Write out the whole listing exactly; no images belong in it.

* * * *

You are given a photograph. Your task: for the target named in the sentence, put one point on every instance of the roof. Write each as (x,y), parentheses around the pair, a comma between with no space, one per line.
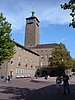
(19,45)
(33,17)
(44,46)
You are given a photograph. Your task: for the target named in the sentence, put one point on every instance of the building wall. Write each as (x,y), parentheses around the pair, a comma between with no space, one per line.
(23,64)
(31,32)
(45,54)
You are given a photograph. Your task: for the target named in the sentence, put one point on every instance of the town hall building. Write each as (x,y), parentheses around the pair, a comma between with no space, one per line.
(30,57)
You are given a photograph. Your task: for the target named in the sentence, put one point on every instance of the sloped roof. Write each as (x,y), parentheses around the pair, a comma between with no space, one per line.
(44,46)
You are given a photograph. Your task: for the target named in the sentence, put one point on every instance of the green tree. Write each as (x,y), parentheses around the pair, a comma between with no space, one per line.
(6,44)
(61,57)
(70,5)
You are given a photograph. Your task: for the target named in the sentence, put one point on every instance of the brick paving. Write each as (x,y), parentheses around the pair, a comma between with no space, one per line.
(38,89)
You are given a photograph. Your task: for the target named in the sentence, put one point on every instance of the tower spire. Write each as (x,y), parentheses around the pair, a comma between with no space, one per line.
(33,13)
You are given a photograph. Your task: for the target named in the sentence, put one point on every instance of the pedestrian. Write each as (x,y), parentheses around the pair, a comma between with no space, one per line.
(66,84)
(58,83)
(8,79)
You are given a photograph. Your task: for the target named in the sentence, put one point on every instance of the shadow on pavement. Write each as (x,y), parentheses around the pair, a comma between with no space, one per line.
(45,93)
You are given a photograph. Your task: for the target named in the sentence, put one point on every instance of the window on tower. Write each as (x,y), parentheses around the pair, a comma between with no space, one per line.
(30,21)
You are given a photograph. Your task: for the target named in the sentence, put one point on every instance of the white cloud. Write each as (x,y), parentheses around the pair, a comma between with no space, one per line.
(48,11)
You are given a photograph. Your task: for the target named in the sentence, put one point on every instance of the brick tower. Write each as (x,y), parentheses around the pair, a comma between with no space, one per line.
(32,31)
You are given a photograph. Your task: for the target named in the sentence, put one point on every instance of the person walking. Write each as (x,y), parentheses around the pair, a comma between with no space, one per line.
(58,83)
(66,84)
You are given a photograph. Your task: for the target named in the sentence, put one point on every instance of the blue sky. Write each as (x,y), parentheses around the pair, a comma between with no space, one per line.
(53,20)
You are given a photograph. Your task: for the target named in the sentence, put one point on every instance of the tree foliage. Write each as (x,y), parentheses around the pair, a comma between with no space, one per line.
(61,57)
(70,5)
(6,44)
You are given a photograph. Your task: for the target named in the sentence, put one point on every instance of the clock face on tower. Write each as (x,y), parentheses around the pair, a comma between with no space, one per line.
(30,20)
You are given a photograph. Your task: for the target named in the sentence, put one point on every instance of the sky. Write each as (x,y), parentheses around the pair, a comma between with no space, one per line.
(54,21)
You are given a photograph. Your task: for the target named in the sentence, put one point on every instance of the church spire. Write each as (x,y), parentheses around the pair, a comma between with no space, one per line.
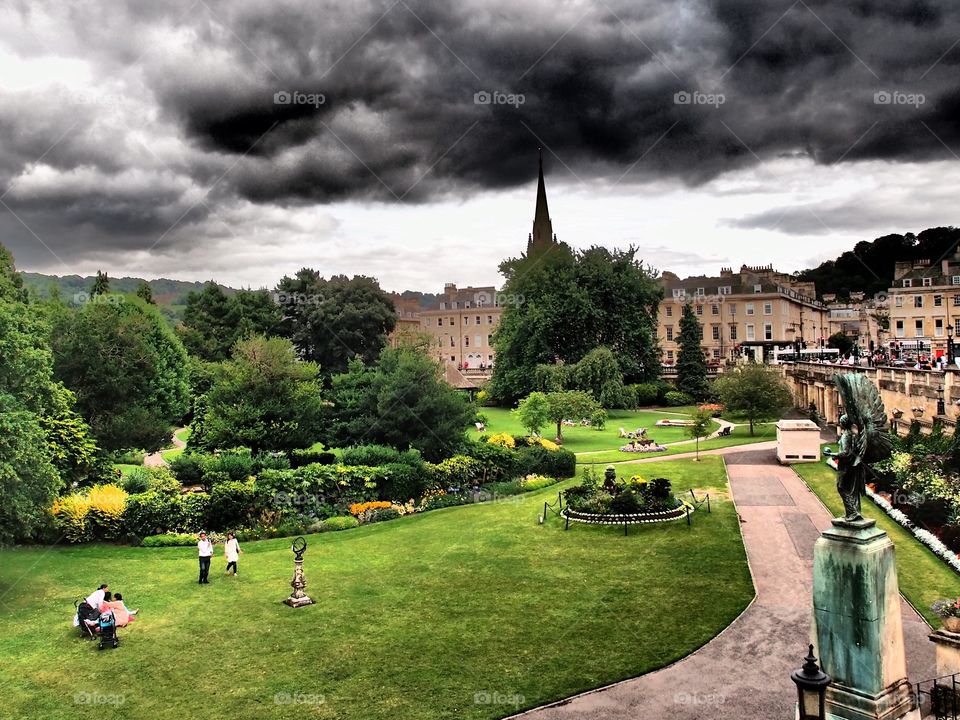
(542,235)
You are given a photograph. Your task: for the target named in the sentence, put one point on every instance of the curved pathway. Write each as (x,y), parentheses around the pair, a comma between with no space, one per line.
(744,671)
(156,459)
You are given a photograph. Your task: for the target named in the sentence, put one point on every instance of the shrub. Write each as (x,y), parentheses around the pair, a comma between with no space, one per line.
(232,504)
(645,394)
(152,512)
(196,509)
(398,481)
(301,457)
(136,481)
(105,514)
(70,513)
(188,468)
(503,440)
(169,540)
(536,460)
(675,398)
(340,523)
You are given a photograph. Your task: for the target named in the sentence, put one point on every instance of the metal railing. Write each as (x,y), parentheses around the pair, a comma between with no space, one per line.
(939,698)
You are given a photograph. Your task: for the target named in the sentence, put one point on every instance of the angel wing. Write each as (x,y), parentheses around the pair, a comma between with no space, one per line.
(862,404)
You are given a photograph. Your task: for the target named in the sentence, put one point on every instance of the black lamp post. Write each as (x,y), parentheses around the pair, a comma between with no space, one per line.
(811,689)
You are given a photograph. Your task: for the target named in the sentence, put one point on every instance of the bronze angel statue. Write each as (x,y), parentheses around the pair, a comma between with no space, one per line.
(863,410)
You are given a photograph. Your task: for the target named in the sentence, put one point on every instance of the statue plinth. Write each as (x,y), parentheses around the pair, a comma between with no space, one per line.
(857,627)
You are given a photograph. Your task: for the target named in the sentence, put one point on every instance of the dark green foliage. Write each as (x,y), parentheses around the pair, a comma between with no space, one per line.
(571,304)
(333,321)
(127,369)
(403,402)
(691,362)
(264,398)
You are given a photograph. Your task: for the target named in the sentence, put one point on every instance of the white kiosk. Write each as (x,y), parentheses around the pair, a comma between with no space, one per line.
(798,441)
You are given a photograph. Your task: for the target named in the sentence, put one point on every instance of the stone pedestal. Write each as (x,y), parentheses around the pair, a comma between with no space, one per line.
(857,628)
(948,652)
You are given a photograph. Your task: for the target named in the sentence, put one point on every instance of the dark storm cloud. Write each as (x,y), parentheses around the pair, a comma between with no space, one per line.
(198,127)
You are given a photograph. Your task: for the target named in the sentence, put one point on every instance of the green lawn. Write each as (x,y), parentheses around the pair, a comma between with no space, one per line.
(740,435)
(418,618)
(923,577)
(586,439)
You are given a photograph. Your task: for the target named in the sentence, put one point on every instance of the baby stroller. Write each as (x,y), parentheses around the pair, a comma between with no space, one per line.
(108,630)
(87,619)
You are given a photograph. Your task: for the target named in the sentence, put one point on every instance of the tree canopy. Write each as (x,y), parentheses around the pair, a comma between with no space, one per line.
(756,391)
(333,321)
(561,305)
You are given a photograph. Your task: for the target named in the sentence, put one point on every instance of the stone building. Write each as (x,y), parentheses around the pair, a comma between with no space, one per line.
(747,312)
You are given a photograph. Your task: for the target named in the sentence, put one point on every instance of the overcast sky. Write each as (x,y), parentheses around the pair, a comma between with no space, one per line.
(241,140)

* * * *

Output of the task →
You are given a photograph. Your task: for the target named in the sentence, put one point on every instance of the roof. Write each as (x,y), parentheses around the pair, a comma between with no space, one per line.
(19,45)
(33,17)
(44,46)
You are given a photograph. Your task: for the target named in the sentence, put one point on every instance of the building wall. Write each as (x,y), parentheses around the pair, a comma between with no space, one per line.
(23,64)
(31,32)
(45,54)
You are given a photograph. Your task: for the target named in the sentence, put one point on every instance of the town hall building. Write each as (x,y), parentheses around the pair, a comma between with no space, one per line.
(30,57)
You are given a photograph. Your task: for the target named in the sentence, put one point on every instance of the sloped roof. Write each as (x,y), parentheses around the pair, a comma between with no space, one per line.
(44,46)
You are given a photograph. Your task: for the target named in the sentence, put one point on every instance of the green tree. Write each as (x,y), parentheses around the pair, a comma between with no space, one per line.
(6,44)
(61,57)
(70,5)
You are given a photograph. Your task: for the target named in the sentence, put one point on every instance of the brick paving. Write each as (x,y), parentheses around the pair, a comma between with no space, one per line.
(38,89)
You are given a photograph. Your task: for the target named in the sentence, put one point on every instance of the tower spire. Write each as (x,y), parentheses around the pair, a comma between with no space, one per line.
(33,13)
You are given a photograph. Your task: for the target named in the sentence, put one point on every instance of the pedestrian. Write each as (x,y), parentheses around the pair, a comma between with no space, one per line.
(66,84)
(58,83)
(8,79)
You are given a photograph. Your task: for the target named in the sentence, put one point on every instance of the shadow on pavement. Write each as (x,y), parentheses around the pair, a comma between with no space, one per line.
(45,93)
You are given a photograph. Your task: for the target named in the sentence, put one point on every instance of the window on tower. Write each as (x,y), parentheses around the pair, a comma between with no space, one per line.
(30,21)
You are given a photograph. Your task: for the target named in the sentence, put one point on every instance of the white cloud. Write each as (x,y), parentheses around the pair, a comma between with no space, one per line.
(48,11)
You are given a photograph. Your task: for the target named in the sentence, put one point on every instance of the brick tower. Write each as (x,y), parentheses around the pair, a comma between with no space, one per line.
(32,31)
You are given a photograph. Your task: for the target named in the sentence, put one point on every instance of the person walking. Write each as (x,y), parentheses around the pair, a comma between with no space, one per line.
(58,83)
(66,84)
You are given a photograph. Your task: for the target named in the sentence, put one point on every instance of the blue sky. Write each as (x,y), parentheses around the pair, a comma between with no space, one per line.
(53,20)
You are given a photograph. Your task: for the target named in the sentence, put one point on every instance of the tree foliage. Write each as (x,y), parentheses around the pair, a comma between with no space, one per line.
(61,57)
(70,5)
(6,44)
You are given a photograph. Your task: for the target named in the sentence, put one point on every instance of the clock face on tower. Write each as (x,y), parentheses around the pair, a comma between with no space, one per line.
(30,20)
You are given a photograph. Your task: for the target named in the sentence, put one point on every instance of the sky. Write each as (x,y), parentheses around the pair, a comma between with no space, one per line.
(54,21)
You are given a photograph. Your task: for the target named in the sentence, put one point on every instance of the church spire. Write each as (x,y), parentheses around the pair, a comma between with no space, one per line.
(542,235)
You are given a photograph. Your task: for the target named in the sentence, put one point on every instance of the curved pathway. Write each as (x,y), parentheses around the pair, a comma between with no space, one per line.
(744,671)
(156,459)
You are given a photograph. Your task: for the target named in the sentence, put one point on every instance of the shrub. Write each as (x,y), parentheses around the pair, a comma between with no space, one per line.
(232,504)
(645,394)
(152,512)
(196,509)
(398,481)
(301,457)
(136,481)
(105,514)
(70,513)
(188,468)
(503,440)
(169,540)
(536,460)
(675,398)
(340,523)
You are given a photograph. Your task: for the target named in the sentence, put one point on every instance of the metal railing. Write each as (x,y), parentheses around the pair, a comma between with no space, one per line.
(939,698)
You are given a photograph. Your task: for the target named in the sentence, put one point on every instance of the angel wing. Write each as (x,y), parentheses around the pair, a comma between with no space, one per line.
(862,404)
You are given a photograph. Your task: for the target named in the sentence, put one point on every instance of the black lamp post. Write each as (x,y), parentheses around the pair, a comma between with no space, one per line.
(811,689)
You are given a photograph. Your task: for the target named in the sentence, put one point on every instance of the bronze angel statue. Write each as (x,y), parentheses around the pair, a comma between with no space, one per line.
(863,410)
You are given a photograph. Your task: for the target named in the sentence, put one point on every instance of the statue plinth. Write each as (x,y), parentheses around the pair, a comma between with no space, one per line.
(857,627)
You are given a photograph. Your task: for the target named in the sentence, put one point on every instance of the dark green foliage. Write each as (x,y), parentheses around the pair, a comma between with no space, one per line.
(571,304)
(333,321)
(127,369)
(403,402)
(691,362)
(264,398)
You are given a photograph. Your task: for the target named in the sentence, put one point on every instance of the white kiosk. Write each as (x,y), parentheses around the pair, a comma between with no space, one per line.
(798,441)
You are given a photograph. Your task: for the target named in the sentence, put one point on every instance of the stone pedestal. Write each as (x,y), parentheses around the pair, a comma between with no space, one per line.
(857,628)
(948,652)
You are given a photograph. Your task: for the target named in the sentence, put one point on every instance of the dark storm cloud. Write each as (x,y), parentheses around the pair, a comma between with no space, one per line.
(198,127)
You are given a photograph. Your task: for the target named in the sentence, put one point on every instance of the green lawn. Write each as (x,y), parentheses around the pair, a comma between with no space, one per line.
(740,435)
(418,618)
(923,577)
(586,439)
You are given a photograph. Your task: for the target named in the sentence, put one point on every instance of the baby stroller. Write each as (x,y), parentheses around the pair, a comma between with no space, one per line.
(108,630)
(87,619)
You are given a photograph. Your task: for the target named in the sentence, put one point on every instance of the tree canopy. Write each as (x,y), parentheses around the pair, a comma between with no space, one per line.
(756,391)
(333,321)
(561,305)
You are given a photograph. Your task: for the target named in the sentence, put one point on every instance of the stone building. Write each as (x,y), parentheses around the pair, a comma between with no space, one per line.
(747,312)
You are given a photograph. Your task: for the target named in the sentence, put one point on every instance of the overcast sky. Write each as (x,y), parentheses around the pair, a comma between with no space, one per line.
(241,140)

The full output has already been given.